### EXCERPTED PASSAGE
Global Forest Watch (GFW) is an open-source web application to monitor global forests in near real-time.  GFW is an initiative of the World Resources Institute (WRI), with partners including Google, USAID, the University of Maryland (UMD), Esri, Vizzuality and many other academic, non-profit, public, and private organizations.

History 
Global Forest Watch originally began in 1997 as an initiative to establish a global forest monitoring network, convened by the World Resources Institute and partners.

The initiative was rebooted in 2013 with data from the Center for Global Development derived from NASA's MODIS sensor, with additional layers subsequently added from Google/UMD, Imazon, Terra-i, and NASA. The second iteration of GFW was released in February 2014, and continues to add information at multiple time scales and spatial resolutions to track deforestation.  The GFW Commodities and GFW Fires sub-pages were subsequently released.

### WORK TO COMPLETE
1. In the Global Forest Watch passage, when was the second iteration of GFW released?
2. Print the stretch of the Global Forest Watch passage from "Global Forest Watch (GFW)" through "and private organizations.".
3. Carry on the Global Forest Watch passage, starting right after its final sentence.

### SUPPLIED INFORMATION
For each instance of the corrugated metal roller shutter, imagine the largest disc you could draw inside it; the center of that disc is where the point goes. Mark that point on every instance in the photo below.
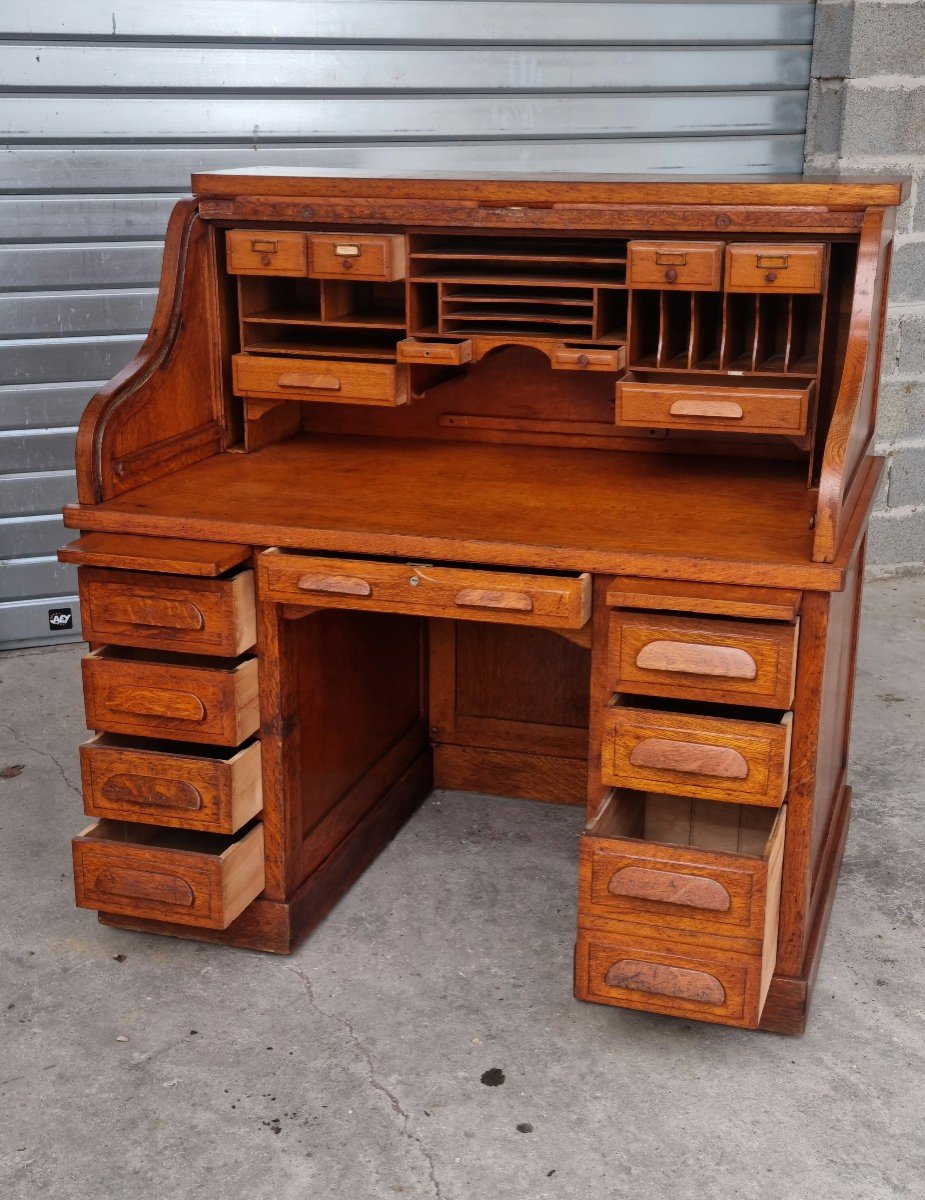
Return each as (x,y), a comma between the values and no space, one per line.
(108,107)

### TASK ANSWERS
1. February 2014

2.
Global Forest Watch (GFW) is an open-source web application to monitor global forests in near real-time.  GFW is an initiative of the World Resources Institute (WRI), with partners including Google, USAID, the University of Maryland (UMD), Esri, Vizzuality and many other academic, non-profit, public, and private organizations.

3.
Use cases 
The GFW platform has been used in a number of notable applications.  The forest change data have been used to measure global deforestation rates and to detect and monitor illegal clearing activity, primarily in Indonesia. The NASA Active Fires data, displayed within GFW Fires, have been used to identify illegal burning that has caused the 2015 Southeast Asian haze crisis (see Haze crisis). Multinational companies use the GFW platform to track their supply chain, purportedly ensuring that they meet "no deforestation" commitments.

Data sets 

There are currently five categories of data sets available on the GFW site, which are updated at various frequencies and available at various spatial resolutions.

Forest Change Data 
 Brazilian Amazon SAD alerts
 Near-global QUICC alerts 
 Humid tropics FORMA alerts
 Tree cover gain
 Latin America Terra-i alerts
 Tree cover loss 
 NASA Active Fires
 Guatemala Forest Change 2001-2010 
 USA land cover change 2001 to 2011

Forest Cover Data 
 Tropical forest carbon stocks (2000)
 Indonesia primary forest (2000)
 Indonesia peat lands (2002)
 Indonesia land cover (2006) 
 Mangrove forests
 Tree cover (2000)
 Intact Forest Landscapes (2000)
 Brazilian Amazon SAD alerts 
 USA Land Cover (2011)
 Global Land Cover
 Cameroon Forest Management Units
 Guatemala Forest Cover 
 Romania tree cover

Forest Use Data 
 Logging concessions (select countries) 
 Wood fiber concessions (select countries) 
 Mining concessions (select countries) 
 Oil palm concessions (select countries)
 Eucalyptus concessions (select countries)
 Major dams
 Forest titles (select countries)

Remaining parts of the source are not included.